# START OF Excerpt

Background information
- Origin: Ruthin, Wales (Joe) Stoke-on-Trent, England (Jake)
- Genres: Pop
- Years active: 2015–2017
- Labels: Sony Music UK
- Members: Joe Woolford (1994) Jake Shakeshaft (1995)
- Website: http://www.joeandjakemusic.com

= Joe and Jake =

British musical duo

Joe and Jake were a British duo consisting of Joe Woolford and Jake Shakeshaft. They represented the United Kingdom in the Eurovision Song Contest 2016 in Stockholm with the song "You're Not Alone". In 2015, they both participated in the fourth series of the talent show The Voice UK and became a duo after the show ended.

==Career==
===2015: The Voice UK===

Woolford and Shakeshaft met in 2015 during the fourth series of The Voice UK. They both made it through the Blind auditions; Shakeshaft performed "Thinking Out Loud" by Ed Sheeran and Woolford performed "Lights" by Ellie Goulding. In the Battle rounds, Woolford and Shakeshaft both won and progressed to the Knockout rounds; Shakeshaft performed "Every Teardrop Is a Waterfall" by Coldplay and Woolford performed "I Won't Give Up" by Jason Mraz. In the Knockout round, Shakeshaft performed the song "As Long as You Love Me" by Justin Bieber but was eliminated. Woolford performed the song "Hey Ya!" by OutKast and progressed to the live shows. In Week 1, Woolford performed the song "Don't Wake Me Up" by Chris Brown, and he advanced to the next round. In Week 2, he was eliminated from the competition after singing "Jealous" by Labrinth.

====Performances====

| Performed | Song | Original artist | Result |
Joe Woolford
| Blind audition | "Lights" | Ellie Goulding | Joined Team Rita Ora |
| Battle round | "I Won't Give Up" (against Ryan Green) | Jason Mraz | Won the Battle and advanced |
| Knockout round | "Hey Ya!" | OutKast | Advanced to Live shows |
| Week 1 | "Don't Wake Me Up" | Chris Brown | Advanced |
| Week 2 | "Jealous" | Labrinth | Eliminated |
Jake Shakeshaft
| Blind audition | "Thinking Out Loud" | Ed Sheeran | Joined Team will.i.am |
| Battle round | "Every Teardrop Is a Waterfall" (against Stephen Cornwell) | Coldplay | Won the Battle and advanced |
| Knockout round | "As Long as You Love Me" | Justin Bieber | Eliminated |

===2016: Eurovision Song Contest===

During The Voice UK Woolford and Shakeshaft became good friends and decided to pair up to enter Eurovision: You Decide, the national final developed by the BBC to select the British entry for the Eurovision Song Contest 2016. They were one of six acts who competed in the national final and they won the contest which was selected entirely through a public vote consisting of televoting and online voting. They performed the song "You're Not Alone" in the Final on 14 May 2016 at the Ericsson Globe in Stockholm, Sweden. On 11 March 2016, it was announced that Joe and Jake had signed a record deal with Sony Music UK. Woolford and Shakeshaft came 24th in the Eurovision Song Contest 2016.

# END OF Excerpt

• _Job 1_: In the Joe and Jake article, what place did the duo finish in the Eurovision Song Contest 2016?
• _Job 2_: Repeat the stretch of the Joe and Jake article from "British musical duo" through "the show ended.".
The records that come next are separate material, unrelated to the Joe and Jake article.

# START OF Listed records

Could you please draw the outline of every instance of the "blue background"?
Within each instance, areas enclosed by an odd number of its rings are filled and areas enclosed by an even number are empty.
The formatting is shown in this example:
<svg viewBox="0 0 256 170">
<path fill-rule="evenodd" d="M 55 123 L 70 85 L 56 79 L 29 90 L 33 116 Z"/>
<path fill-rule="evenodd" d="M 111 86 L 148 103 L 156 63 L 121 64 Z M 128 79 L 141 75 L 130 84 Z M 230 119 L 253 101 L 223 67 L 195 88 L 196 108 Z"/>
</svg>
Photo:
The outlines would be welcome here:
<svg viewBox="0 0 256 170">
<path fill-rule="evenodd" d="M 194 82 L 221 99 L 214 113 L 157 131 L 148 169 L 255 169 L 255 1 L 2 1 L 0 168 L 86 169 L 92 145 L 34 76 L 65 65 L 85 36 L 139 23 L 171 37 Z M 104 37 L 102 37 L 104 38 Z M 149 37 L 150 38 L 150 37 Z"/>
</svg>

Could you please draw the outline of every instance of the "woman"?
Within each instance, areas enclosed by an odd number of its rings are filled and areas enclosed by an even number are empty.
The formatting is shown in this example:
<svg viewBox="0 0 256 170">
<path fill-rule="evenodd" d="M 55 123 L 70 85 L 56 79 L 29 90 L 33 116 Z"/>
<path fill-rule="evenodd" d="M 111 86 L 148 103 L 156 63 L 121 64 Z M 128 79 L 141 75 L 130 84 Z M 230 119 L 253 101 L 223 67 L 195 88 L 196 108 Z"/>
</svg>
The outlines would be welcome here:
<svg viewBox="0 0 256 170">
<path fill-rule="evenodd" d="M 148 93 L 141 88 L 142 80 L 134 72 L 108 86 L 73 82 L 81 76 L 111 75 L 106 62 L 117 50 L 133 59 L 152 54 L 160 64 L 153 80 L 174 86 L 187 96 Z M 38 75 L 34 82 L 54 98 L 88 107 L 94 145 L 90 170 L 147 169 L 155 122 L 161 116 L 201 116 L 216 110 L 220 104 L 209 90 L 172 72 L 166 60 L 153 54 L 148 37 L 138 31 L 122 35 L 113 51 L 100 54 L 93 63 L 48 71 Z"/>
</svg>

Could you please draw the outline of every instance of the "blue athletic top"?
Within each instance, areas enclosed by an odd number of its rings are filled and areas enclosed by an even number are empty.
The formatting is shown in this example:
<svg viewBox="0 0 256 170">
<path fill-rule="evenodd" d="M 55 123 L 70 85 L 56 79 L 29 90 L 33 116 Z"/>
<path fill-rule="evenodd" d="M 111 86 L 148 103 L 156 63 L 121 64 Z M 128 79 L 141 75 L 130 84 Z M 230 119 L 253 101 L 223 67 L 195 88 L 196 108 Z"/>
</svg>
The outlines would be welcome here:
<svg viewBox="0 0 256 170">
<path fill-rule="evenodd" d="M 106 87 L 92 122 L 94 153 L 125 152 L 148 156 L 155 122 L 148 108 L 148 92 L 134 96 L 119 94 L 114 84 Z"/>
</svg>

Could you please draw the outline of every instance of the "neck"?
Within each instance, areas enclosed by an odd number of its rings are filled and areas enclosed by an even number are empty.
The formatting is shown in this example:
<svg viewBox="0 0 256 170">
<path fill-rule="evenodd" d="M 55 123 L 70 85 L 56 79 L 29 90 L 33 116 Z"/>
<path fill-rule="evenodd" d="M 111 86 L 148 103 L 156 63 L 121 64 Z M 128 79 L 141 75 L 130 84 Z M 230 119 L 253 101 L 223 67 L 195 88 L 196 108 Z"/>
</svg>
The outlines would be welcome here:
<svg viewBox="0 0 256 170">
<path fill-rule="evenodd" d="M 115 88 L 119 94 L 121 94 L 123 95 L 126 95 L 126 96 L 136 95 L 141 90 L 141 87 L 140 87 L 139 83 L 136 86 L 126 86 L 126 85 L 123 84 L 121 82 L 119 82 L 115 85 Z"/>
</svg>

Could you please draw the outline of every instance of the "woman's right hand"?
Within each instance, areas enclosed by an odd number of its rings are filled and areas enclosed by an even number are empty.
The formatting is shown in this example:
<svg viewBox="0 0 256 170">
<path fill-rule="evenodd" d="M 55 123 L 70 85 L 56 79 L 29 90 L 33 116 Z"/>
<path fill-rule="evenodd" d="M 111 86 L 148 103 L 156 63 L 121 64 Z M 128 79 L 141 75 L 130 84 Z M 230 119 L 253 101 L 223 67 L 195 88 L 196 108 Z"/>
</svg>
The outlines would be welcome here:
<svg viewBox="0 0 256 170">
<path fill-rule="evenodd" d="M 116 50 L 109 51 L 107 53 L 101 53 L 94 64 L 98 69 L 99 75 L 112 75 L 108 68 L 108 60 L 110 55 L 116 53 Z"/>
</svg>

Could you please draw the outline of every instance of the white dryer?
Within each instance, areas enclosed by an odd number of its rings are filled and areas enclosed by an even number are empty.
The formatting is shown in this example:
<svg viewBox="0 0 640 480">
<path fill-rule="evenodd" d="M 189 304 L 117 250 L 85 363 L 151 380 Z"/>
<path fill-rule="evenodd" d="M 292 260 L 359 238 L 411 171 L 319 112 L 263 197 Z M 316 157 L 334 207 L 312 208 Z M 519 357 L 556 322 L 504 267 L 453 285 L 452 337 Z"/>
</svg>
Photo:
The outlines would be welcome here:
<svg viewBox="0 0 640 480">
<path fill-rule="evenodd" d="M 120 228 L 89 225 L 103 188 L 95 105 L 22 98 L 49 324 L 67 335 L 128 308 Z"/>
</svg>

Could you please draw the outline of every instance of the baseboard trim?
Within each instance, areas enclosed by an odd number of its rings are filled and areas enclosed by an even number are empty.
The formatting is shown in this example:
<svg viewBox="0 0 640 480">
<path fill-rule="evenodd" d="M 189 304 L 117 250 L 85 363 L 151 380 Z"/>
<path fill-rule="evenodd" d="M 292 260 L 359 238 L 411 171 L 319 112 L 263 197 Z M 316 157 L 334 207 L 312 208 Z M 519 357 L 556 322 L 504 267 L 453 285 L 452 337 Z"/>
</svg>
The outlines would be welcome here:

# END OF Listed records

• _Exercise answer 1_: They came 24th.

• _Exercise answer 2_:
British musical duo

Joe and Jake were a British duo consisting of Joe Woolford and Jake Shakeshaft. They represented the United Kingdom in the Eurovision Song Contest 2016 in Stockholm with the song "You're Not Alone". In 2015, they both participated in the fourth series of the talent show The Voice UK and became a duo after the show ended.